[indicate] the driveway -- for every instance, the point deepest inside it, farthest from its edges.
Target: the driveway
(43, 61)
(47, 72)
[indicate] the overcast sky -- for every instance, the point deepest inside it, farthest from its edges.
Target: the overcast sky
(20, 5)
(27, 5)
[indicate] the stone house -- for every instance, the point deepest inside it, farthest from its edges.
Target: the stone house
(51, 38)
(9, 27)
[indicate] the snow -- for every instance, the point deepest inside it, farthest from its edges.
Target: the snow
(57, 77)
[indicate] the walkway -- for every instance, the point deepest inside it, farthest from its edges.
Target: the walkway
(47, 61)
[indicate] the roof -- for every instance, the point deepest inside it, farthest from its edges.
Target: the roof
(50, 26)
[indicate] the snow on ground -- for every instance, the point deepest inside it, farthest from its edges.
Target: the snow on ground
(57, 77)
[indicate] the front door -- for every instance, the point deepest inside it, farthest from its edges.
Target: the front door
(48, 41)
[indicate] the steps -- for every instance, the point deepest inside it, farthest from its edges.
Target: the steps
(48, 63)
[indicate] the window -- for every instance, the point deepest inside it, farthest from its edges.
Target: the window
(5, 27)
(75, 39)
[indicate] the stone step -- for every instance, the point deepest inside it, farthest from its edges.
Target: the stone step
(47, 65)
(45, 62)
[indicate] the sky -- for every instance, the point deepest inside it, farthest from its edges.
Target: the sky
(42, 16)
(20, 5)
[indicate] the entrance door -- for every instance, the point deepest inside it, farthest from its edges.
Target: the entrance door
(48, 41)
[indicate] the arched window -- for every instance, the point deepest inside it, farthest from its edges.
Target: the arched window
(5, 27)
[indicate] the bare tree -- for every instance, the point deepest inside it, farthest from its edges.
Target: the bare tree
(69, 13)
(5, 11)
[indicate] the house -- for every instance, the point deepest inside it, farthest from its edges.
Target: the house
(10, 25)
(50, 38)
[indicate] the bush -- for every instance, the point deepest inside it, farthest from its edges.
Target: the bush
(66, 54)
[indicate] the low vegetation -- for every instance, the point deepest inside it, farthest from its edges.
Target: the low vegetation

**The task:** All of the material must be reproduced exactly.

**Output for this task:**
[indicate] the driveway -- for every instance, the point deepest inside it, farthest from its edges.
Target: the driveway
(43, 61)
(47, 72)
[indicate] the overcast sky -- for every instance, the point deepest inside it, farthest from its edges.
Target: the overcast sky
(20, 5)
(27, 5)
[indicate] the stone house -- for every instance, the point deepest inside it, farthest from its edges.
Target: the stone house
(51, 38)
(9, 27)
[indicate] the snow -- for every instance, the point deepest inside it, farthest from its edges.
Target: the snow
(57, 77)
[indicate] the walkway -- for every instance, the point deepest inside it, farthest from its edges.
Target: the walkway
(47, 61)
[indicate] the roof -- for every instance, the point deepest inside it, farthest from its edges.
Target: the roof
(50, 26)
[indicate] the snow on ground -- for every instance, the point deepest inside it, farthest from its edges.
Target: the snow on ground
(57, 77)
[indicate] the front door -- for every instance, the point deepest inside it, farthest from its edges.
Target: the front door
(48, 41)
[indicate] the steps -- for every instance, the point deepest inside it, farthest from its edges.
Target: the steps
(48, 63)
[indicate] the window -- for every instance, the point deepest inside it, farthest from its edges.
Target: the window
(5, 27)
(75, 39)
[indicate] the stone step -- for every instance, the point deepest inside it, farthest from its edges.
Target: the stone step
(47, 65)
(45, 62)
[indicate] the sky -- for every instance, the point deepest inside it, farthest from its edges.
Target: the sky
(42, 16)
(20, 5)
[indicate] the entrance door -- for every instance, the point deepest inside it, farthest from its edges.
Target: the entrance door
(48, 41)
[indicate] the arched window -- for every instance, the point deepest inside it, farthest from its edges.
Target: the arched window
(5, 27)
[indicate] the bare tree -- for every instance, the point deepest inside it, farthest from its edges.
Target: the bare tree
(69, 13)
(5, 11)
[indicate] the house -- for every instance, the point deepest inside it, farthest from its edges.
Target: the house
(10, 25)
(50, 38)
[indicate] the bush -- for every instance, the point deepest inside it, farthest from its edges.
Target: the bush
(66, 54)
[indicate] the low vegetation -- for every instance, the point deepest inside it, farthest from its edges.
Target: the low vegetation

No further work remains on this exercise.